◆ What needs to be done
Display each line from the entries below that contains the word "slope".

◆ Data listing
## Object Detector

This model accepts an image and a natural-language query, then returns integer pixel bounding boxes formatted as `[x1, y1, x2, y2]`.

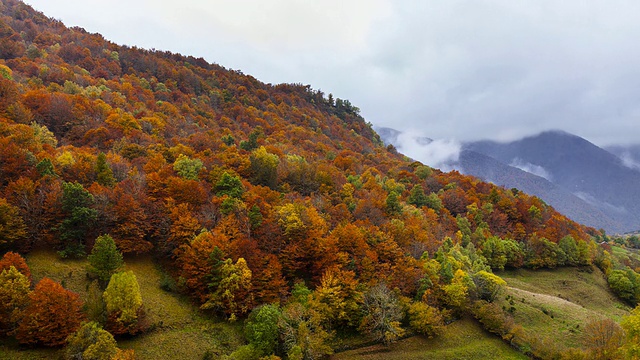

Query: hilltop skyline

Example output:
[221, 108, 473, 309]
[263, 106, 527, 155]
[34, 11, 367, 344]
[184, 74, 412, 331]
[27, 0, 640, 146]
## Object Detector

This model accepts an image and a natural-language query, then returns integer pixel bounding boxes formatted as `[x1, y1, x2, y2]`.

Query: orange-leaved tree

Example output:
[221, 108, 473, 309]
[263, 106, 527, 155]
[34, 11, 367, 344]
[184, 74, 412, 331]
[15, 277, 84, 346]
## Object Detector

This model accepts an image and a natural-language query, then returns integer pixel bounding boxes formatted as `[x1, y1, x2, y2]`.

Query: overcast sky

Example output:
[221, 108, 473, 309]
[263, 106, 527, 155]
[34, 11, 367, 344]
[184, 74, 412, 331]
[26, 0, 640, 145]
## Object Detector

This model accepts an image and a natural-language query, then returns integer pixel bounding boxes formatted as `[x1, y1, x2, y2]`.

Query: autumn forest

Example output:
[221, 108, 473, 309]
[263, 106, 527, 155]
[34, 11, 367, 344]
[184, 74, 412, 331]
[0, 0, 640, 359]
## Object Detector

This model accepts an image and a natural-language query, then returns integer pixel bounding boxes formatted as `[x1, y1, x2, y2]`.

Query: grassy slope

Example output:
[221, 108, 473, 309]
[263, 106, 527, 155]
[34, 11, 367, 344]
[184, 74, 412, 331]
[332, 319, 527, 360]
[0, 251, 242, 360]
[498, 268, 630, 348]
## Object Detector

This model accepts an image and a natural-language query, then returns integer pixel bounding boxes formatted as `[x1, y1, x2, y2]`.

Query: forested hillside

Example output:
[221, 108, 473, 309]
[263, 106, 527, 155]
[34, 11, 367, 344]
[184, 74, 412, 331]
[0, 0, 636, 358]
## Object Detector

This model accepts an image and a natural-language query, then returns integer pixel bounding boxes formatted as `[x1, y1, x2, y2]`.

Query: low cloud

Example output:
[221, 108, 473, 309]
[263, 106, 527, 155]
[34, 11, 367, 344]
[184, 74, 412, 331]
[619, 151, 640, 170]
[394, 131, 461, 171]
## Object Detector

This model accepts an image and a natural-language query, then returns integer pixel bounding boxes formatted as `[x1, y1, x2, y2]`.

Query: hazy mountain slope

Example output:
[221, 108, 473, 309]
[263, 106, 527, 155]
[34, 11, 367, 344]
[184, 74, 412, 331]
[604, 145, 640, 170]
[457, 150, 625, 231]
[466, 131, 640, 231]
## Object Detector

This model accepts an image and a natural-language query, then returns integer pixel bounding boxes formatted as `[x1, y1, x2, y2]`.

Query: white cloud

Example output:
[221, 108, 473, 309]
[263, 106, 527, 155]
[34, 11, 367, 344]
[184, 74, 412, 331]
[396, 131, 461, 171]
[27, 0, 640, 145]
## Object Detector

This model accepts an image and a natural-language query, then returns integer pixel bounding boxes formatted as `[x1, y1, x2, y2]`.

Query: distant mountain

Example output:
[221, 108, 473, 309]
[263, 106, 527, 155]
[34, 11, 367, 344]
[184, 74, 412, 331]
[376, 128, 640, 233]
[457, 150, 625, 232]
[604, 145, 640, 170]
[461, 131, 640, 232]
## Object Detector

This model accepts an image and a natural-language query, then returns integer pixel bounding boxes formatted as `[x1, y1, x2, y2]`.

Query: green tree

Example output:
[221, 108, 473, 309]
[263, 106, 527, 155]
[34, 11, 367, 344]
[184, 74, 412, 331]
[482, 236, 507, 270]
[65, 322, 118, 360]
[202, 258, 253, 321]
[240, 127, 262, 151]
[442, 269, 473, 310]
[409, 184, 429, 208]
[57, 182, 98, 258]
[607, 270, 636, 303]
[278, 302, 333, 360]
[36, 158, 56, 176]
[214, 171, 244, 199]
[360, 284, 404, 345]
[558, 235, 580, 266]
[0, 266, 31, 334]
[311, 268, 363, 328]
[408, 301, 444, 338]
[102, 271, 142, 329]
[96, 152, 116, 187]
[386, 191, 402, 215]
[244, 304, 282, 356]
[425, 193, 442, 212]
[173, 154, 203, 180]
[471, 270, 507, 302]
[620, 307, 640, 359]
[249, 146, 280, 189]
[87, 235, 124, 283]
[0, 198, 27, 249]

---

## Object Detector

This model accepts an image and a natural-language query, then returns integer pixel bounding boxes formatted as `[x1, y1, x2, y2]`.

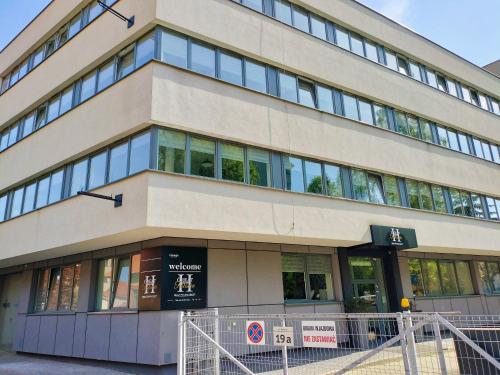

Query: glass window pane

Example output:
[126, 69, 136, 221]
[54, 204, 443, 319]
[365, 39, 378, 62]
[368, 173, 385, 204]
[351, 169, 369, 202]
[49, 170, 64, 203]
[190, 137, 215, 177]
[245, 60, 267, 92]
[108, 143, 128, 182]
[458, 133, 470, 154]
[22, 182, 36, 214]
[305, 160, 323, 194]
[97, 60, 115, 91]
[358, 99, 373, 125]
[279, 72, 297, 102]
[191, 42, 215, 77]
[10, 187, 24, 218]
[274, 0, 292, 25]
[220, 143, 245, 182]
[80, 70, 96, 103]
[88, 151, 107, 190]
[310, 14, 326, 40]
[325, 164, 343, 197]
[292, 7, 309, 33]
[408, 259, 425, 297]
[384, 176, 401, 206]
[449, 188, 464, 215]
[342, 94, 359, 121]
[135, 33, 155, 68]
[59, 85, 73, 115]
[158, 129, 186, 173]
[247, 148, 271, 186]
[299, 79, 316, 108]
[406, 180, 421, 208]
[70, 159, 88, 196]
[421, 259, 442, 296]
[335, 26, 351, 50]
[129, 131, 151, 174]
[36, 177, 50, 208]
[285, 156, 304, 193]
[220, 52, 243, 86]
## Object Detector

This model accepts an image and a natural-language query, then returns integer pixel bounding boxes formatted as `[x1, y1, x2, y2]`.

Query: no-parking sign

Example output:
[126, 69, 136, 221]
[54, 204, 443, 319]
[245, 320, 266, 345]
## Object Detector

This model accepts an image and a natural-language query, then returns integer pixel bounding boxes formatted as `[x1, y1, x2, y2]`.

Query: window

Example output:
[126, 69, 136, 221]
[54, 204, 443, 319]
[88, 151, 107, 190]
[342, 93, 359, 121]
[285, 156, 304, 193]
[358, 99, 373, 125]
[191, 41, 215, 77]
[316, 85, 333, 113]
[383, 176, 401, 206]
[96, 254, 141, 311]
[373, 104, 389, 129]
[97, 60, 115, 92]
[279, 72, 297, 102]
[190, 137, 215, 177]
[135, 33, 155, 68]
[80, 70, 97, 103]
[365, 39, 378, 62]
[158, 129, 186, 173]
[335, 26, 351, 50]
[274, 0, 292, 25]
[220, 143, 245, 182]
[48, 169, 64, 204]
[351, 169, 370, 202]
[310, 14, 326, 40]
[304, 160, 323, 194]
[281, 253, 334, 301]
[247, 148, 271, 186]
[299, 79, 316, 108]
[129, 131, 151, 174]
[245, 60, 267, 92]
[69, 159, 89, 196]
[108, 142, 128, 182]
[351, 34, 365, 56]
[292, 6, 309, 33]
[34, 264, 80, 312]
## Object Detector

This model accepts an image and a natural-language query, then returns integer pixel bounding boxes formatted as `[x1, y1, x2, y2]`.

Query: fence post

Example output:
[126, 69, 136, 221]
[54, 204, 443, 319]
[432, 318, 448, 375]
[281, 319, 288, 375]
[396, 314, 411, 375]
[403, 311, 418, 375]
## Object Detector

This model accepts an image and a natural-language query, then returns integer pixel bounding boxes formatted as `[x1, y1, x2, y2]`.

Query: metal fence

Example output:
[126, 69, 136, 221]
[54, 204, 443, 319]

...

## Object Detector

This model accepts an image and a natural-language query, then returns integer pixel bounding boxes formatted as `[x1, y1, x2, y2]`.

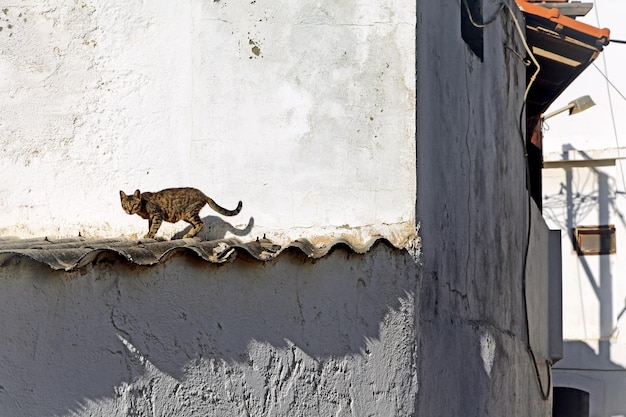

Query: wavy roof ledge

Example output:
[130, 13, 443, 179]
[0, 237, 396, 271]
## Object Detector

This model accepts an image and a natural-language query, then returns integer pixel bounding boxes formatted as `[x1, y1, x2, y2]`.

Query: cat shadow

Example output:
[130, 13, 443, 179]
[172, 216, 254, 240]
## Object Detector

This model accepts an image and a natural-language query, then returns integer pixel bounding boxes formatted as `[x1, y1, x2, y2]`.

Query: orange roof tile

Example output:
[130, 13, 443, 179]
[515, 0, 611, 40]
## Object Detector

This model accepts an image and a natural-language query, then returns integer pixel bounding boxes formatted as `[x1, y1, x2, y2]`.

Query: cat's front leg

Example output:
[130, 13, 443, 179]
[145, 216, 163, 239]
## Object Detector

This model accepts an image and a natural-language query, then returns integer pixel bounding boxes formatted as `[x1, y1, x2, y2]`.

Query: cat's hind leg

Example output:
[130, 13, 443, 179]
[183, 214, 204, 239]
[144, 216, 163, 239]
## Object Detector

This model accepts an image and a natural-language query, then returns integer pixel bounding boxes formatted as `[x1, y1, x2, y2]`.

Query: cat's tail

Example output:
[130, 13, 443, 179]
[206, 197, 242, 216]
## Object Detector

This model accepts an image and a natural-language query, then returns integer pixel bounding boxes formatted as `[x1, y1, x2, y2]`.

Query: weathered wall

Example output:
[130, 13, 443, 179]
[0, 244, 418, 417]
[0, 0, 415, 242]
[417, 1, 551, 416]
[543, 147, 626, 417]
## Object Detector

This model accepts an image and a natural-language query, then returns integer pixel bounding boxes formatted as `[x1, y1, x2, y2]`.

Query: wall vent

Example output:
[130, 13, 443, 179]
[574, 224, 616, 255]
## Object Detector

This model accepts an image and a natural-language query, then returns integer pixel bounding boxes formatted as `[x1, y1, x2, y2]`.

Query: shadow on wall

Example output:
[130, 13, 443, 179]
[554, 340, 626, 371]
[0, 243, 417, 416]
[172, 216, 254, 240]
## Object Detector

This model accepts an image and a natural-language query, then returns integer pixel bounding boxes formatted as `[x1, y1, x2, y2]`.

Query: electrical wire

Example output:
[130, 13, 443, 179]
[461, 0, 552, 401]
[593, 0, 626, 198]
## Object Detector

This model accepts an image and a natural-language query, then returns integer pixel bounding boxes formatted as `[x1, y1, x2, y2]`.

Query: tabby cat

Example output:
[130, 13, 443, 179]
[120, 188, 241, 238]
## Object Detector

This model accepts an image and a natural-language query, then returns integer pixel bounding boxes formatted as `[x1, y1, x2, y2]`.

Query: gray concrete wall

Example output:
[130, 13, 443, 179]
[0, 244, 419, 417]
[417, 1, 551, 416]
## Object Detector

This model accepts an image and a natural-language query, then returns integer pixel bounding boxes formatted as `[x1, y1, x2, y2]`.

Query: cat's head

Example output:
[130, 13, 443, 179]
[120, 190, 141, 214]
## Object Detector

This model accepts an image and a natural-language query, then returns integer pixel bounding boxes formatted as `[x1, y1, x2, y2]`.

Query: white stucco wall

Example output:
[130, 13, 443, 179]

◆ Written answer
Query: grassy slope
Query: hazy mountain slope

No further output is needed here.